Given passage Block Start

Machine learning (ML) has emerged as a promising alternative for diabetes prediction by capturing complex, nonlinear interactions among diverse risk factors. Multiple studies have demonstrated the potential of various ML classifiers, including random forests, support vector machines, and gradient boosting algorithms for metabolic disease prediction [20, 7]. However, methodological limitations—particularly data leakage and overfitting—have frequently led to artificially inflated performance metrics in digital health applications, thereby restricting clinical utility and deployment [3, 2].
The distinct risk profiles and infrastructural constraints characterizing African populations necessitate region-specific predictive models. Nevertheless, most existing diabetes prediction models are developed using data from high-income populations, limiting their generalizability across diverse healthcare contexts [22]. Moreover, community-based African cohorts remain severely underrepresented in digital health literature, despite their pivotal role in developing contextually appropriate screening tools.

Given passage Block End
Supplied data Block Start

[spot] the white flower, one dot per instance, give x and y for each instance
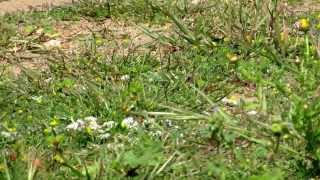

Supplied data Block End

• _Questions_
**a)** In the passage on machine learning for diabetes prediction, which methodological limitations are said to have inflated performance metrics in digital health applications?
**b)** Carry on the passage about machine-learning diabetes prediction for African populations, picking up right after its last sentence.

• _Responses_
**a)** Data leakage and overfitting.

**b)**
We hypothesise that implementing rigorous methodological safeguards will enable the development of clinically plausible ML models that maintain robust performance using implementable feature sets tailored to African primary care settings. This study aims to address current gaps through a comprehensive evaluation of ML classifiers applied to data from the H3Africa AWI-Gen cohort in northern Ghana. Our approach emphasises methodological rigour through explicit prevention of target leakage, comprehensive sensitivity analyses, and prioritisation of clinical interpretability. We selected eight ML algorithms spanning diverse methodological paradigms—including generalised linear models (logistic regression), tree-based methods (decision trees, random forest, XGBoost), kernel-based approaches (SVM), instance-based learning (k-NN), probabilistic classifiers (Naive Bayes), and neural networks—to ensure robust comparison across different learning architectures.
Specifically, our objectives are to:
- Develop and validate multiple ML classifiers tailored for T2DM prediction using community-based African data;
- Implement rigorous safeguards against data leakage and overfitting;
- Identify key predictors relevant for risk stratification in resource-constrained settings;
- Assess clinical plausibility and potential integration within digital healthframeworks.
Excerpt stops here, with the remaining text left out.